What to produce: Can you render every line of the records below as a Markdown table with the columns Row and Line, numbering each row and leaving out the blank lines? Leave the pictures out of your answer.

Exercise data:
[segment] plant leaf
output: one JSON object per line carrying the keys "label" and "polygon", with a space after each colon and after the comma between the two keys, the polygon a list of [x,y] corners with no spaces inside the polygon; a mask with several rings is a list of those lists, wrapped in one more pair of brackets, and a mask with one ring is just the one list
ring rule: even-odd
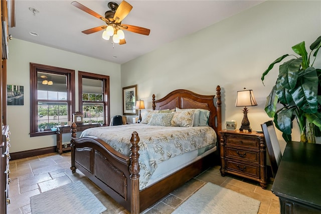
{"label": "plant leaf", "polygon": [[321,127],[321,113],[304,114],[304,116],[311,123],[318,127]]}
{"label": "plant leaf", "polygon": [[285,88],[294,88],[296,84],[298,71],[301,67],[302,58],[292,59],[280,65],[278,79]]}
{"label": "plant leaf", "polygon": [[275,93],[276,85],[274,85],[270,92],[270,94],[266,97],[266,103],[264,110],[270,118],[273,118],[276,111],[276,104],[277,104],[277,95]]}
{"label": "plant leaf", "polygon": [[274,60],[274,62],[273,62],[272,63],[271,63],[271,64],[270,65],[269,65],[269,67],[267,68],[267,69],[266,69],[265,70],[265,71],[264,71],[263,72],[263,73],[262,74],[262,77],[261,77],[261,80],[262,80],[262,81],[263,82],[263,80],[264,80],[264,76],[265,76],[265,75],[266,74],[267,74],[269,72],[269,71],[270,71],[270,70],[273,68],[273,66],[274,66],[274,65],[277,63],[280,62],[280,61],[281,61],[284,58],[286,57],[287,56],[288,56],[289,55],[288,54],[285,54],[285,55],[283,55],[283,56],[278,58],[277,59],[276,59],[275,60]]}
{"label": "plant leaf", "polygon": [[307,52],[305,49],[305,43],[303,41],[292,47],[295,53],[302,57],[302,67],[306,69],[309,66],[307,60]]}
{"label": "plant leaf", "polygon": [[301,71],[298,81],[298,87],[290,90],[293,100],[298,108],[306,113],[315,113],[317,111],[317,86],[318,80],[315,69],[309,67]]}
{"label": "plant leaf", "polygon": [[295,103],[292,98],[292,94],[288,89],[284,88],[280,83],[280,81],[278,79],[276,81],[276,89],[275,93],[277,95],[280,103],[284,105],[290,106],[294,105]]}
{"label": "plant leaf", "polygon": [[292,120],[294,108],[284,109],[277,114],[277,124],[279,130],[286,135],[292,132]]}
{"label": "plant leaf", "polygon": [[318,37],[314,42],[310,45],[310,50],[313,51],[321,46],[321,36]]}

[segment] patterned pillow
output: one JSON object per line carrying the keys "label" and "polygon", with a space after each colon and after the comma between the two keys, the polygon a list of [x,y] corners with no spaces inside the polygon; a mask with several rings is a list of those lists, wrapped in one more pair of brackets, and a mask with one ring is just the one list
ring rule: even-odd
{"label": "patterned pillow", "polygon": [[141,116],[141,123],[142,124],[147,124],[149,122],[151,116],[154,114],[158,114],[158,111],[153,110],[146,110],[144,112],[142,112],[140,115]]}
{"label": "patterned pillow", "polygon": [[148,123],[149,126],[171,126],[171,121],[174,115],[173,113],[154,114]]}
{"label": "patterned pillow", "polygon": [[172,126],[191,127],[193,125],[193,119],[195,110],[184,110],[176,112],[172,119]]}
{"label": "patterned pillow", "polygon": [[209,119],[210,112],[202,109],[181,109],[176,108],[176,112],[192,110],[195,109],[194,118],[193,118],[193,126],[209,126]]}

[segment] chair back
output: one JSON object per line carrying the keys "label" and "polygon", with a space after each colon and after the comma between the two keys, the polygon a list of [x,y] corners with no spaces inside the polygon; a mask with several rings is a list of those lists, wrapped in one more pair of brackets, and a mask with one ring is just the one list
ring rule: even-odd
{"label": "chair back", "polygon": [[269,155],[271,167],[272,168],[272,173],[273,177],[275,177],[282,158],[280,145],[276,137],[276,133],[273,124],[273,121],[269,121],[261,124],[261,127],[264,134],[267,153]]}
{"label": "chair back", "polygon": [[112,118],[111,126],[119,126],[122,125],[122,117],[116,115]]}

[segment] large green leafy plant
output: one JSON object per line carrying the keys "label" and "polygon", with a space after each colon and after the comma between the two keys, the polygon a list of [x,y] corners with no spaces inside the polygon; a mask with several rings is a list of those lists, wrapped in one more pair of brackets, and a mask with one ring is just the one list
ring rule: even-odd
{"label": "large green leafy plant", "polygon": [[[301,142],[315,142],[315,127],[321,128],[321,69],[313,67],[321,46],[321,36],[310,46],[308,55],[304,41],[292,47],[299,57],[285,54],[273,62],[262,75],[288,56],[294,56],[280,65],[275,85],[267,97],[265,110],[273,118],[275,127],[286,142],[291,140],[292,122],[297,122]],[[318,56],[320,63],[320,56]]]}

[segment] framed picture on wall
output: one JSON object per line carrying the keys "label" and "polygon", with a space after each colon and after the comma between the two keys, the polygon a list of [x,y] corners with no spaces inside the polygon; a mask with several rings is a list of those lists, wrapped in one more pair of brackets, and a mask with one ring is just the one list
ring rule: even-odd
{"label": "framed picture on wall", "polygon": [[7,104],[8,105],[24,105],[24,86],[7,85]]}
{"label": "framed picture on wall", "polygon": [[123,115],[137,115],[137,111],[135,109],[137,97],[137,85],[122,88]]}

Task solution:
| Row | Line |
|---|---|
| 1 | [segment] plant leaf |
| 2 | output: one JSON object per line carrying the keys "label" and "polygon", with a space after each colon and after the comma between the two keys, the polygon a list of [x,y] corners with no spaces inside the polygon; a mask with several rings is a list of those lists, wrapped in one more pair of brackets, and a mask with one ring is just the one list |
| 3 | ring rule: even-odd |
| 4 | {"label": "plant leaf", "polygon": [[321,127],[321,113],[304,114],[304,116],[311,123],[318,127]]} |
| 5 | {"label": "plant leaf", "polygon": [[285,88],[294,88],[296,84],[298,71],[301,67],[302,58],[292,59],[280,65],[278,79]]} |
| 6 | {"label": "plant leaf", "polygon": [[275,93],[276,85],[274,85],[270,92],[270,94],[266,97],[266,103],[264,110],[270,118],[273,118],[276,111],[276,104],[277,104],[277,95]]} |
| 7 | {"label": "plant leaf", "polygon": [[274,60],[274,62],[273,62],[272,63],[271,63],[271,64],[270,65],[269,65],[269,67],[267,68],[267,69],[266,69],[265,70],[265,71],[264,71],[263,72],[263,73],[262,74],[262,77],[261,77],[261,80],[262,80],[262,81],[263,82],[263,80],[264,80],[264,76],[265,76],[265,75],[266,74],[267,74],[269,72],[269,71],[270,71],[270,70],[273,68],[273,66],[274,66],[274,65],[277,63],[280,62],[280,61],[281,61],[284,58],[286,57],[287,56],[288,56],[289,55],[288,54],[285,54],[285,55],[283,55],[283,56],[278,58],[277,59],[276,59],[275,60]]} |
| 8 | {"label": "plant leaf", "polygon": [[307,52],[305,49],[305,43],[303,41],[292,47],[295,53],[302,57],[302,67],[306,69],[309,66],[307,60]]} |
| 9 | {"label": "plant leaf", "polygon": [[301,71],[298,81],[298,87],[290,90],[293,100],[298,108],[306,113],[315,113],[317,111],[317,86],[318,80],[315,69],[309,67]]} |
| 10 | {"label": "plant leaf", "polygon": [[295,103],[292,98],[292,94],[288,89],[284,88],[280,83],[280,81],[278,79],[276,81],[276,89],[275,93],[277,95],[280,103],[284,105],[290,106],[294,105]]} |
| 11 | {"label": "plant leaf", "polygon": [[292,120],[294,108],[284,109],[277,114],[277,124],[279,130],[286,135],[292,132]]} |
| 12 | {"label": "plant leaf", "polygon": [[318,37],[314,42],[310,45],[310,50],[313,51],[321,46],[321,36]]} |
| 13 | [segment] patterned pillow |
| 14 | output: one JSON object per line carrying the keys "label" and "polygon", with a space after each colon and after the comma between the two keys, the polygon a list of [x,y] corners with no spaces inside the polygon; a mask with several rings is a list of those lists, wrapped in one more pair of brackets, and a mask with one ring is just the one list |
| 15 | ring rule: even-odd |
| 16 | {"label": "patterned pillow", "polygon": [[141,116],[141,123],[142,124],[147,124],[149,122],[151,116],[154,114],[158,114],[158,111],[153,110],[146,110],[144,112],[142,112],[140,115]]} |
| 17 | {"label": "patterned pillow", "polygon": [[148,123],[149,126],[171,126],[171,121],[174,115],[173,113],[154,114]]} |
| 18 | {"label": "patterned pillow", "polygon": [[172,126],[191,127],[193,125],[193,119],[195,110],[184,110],[176,112],[172,119]]} |
| 19 | {"label": "patterned pillow", "polygon": [[209,119],[210,112],[202,109],[181,109],[176,108],[176,112],[192,110],[195,109],[194,118],[193,118],[193,126],[209,126]]} |
| 20 | [segment] chair back |
| 21 | output: one JSON object per line carrying the keys "label" and "polygon", with a space after each colon and after the comma between the two keys, the polygon a list of [x,y] corners with no spaces inside the polygon; a mask with several rings is a list of those lists, wrapped in one more pair of brackets, and a mask with one ring is just the one list |
| 22 | ring rule: even-odd |
| 23 | {"label": "chair back", "polygon": [[269,155],[271,167],[272,168],[272,173],[273,177],[275,177],[282,158],[280,145],[276,137],[276,133],[273,124],[273,121],[269,121],[261,124],[261,127],[264,134],[267,153]]} |
| 24 | {"label": "chair back", "polygon": [[112,118],[111,126],[119,126],[122,125],[122,117],[116,115]]} |
| 25 | [segment] large green leafy plant |
| 26 | output: one JSON object per line carrying the keys "label" and "polygon", with a space after each colon and after the comma between the two keys, the polygon a list of [x,y] corners with no spaces inside the polygon; a mask with several rings is a list of those lists, wrapped in one more pair of brackets, and a mask with one ring is just the one list |
| 27 | ring rule: even-odd |
| 28 | {"label": "large green leafy plant", "polygon": [[[301,142],[315,142],[315,127],[321,128],[321,69],[313,67],[321,46],[321,36],[310,46],[308,55],[304,41],[292,47],[299,57],[285,54],[273,62],[262,75],[288,56],[294,56],[280,65],[275,85],[267,97],[265,110],[273,118],[275,127],[286,142],[291,140],[292,122],[297,122]],[[318,56],[320,63],[320,56]]]} |
| 29 | [segment] framed picture on wall |
| 30 | output: one JSON object per line carrying the keys "label" and "polygon", with a space after each colon and after the comma between the two keys, the polygon a list of [x,y] corners with no spaces inside the polygon; a mask with several rings is a list of those lists, wrapped in one more pair of brackets, and a mask with one ring is just the one list |
| 31 | ring rule: even-odd |
| 32 | {"label": "framed picture on wall", "polygon": [[7,104],[8,105],[24,105],[24,86],[7,85]]} |
| 33 | {"label": "framed picture on wall", "polygon": [[123,115],[137,115],[137,111],[135,109],[137,97],[137,85],[122,88]]} |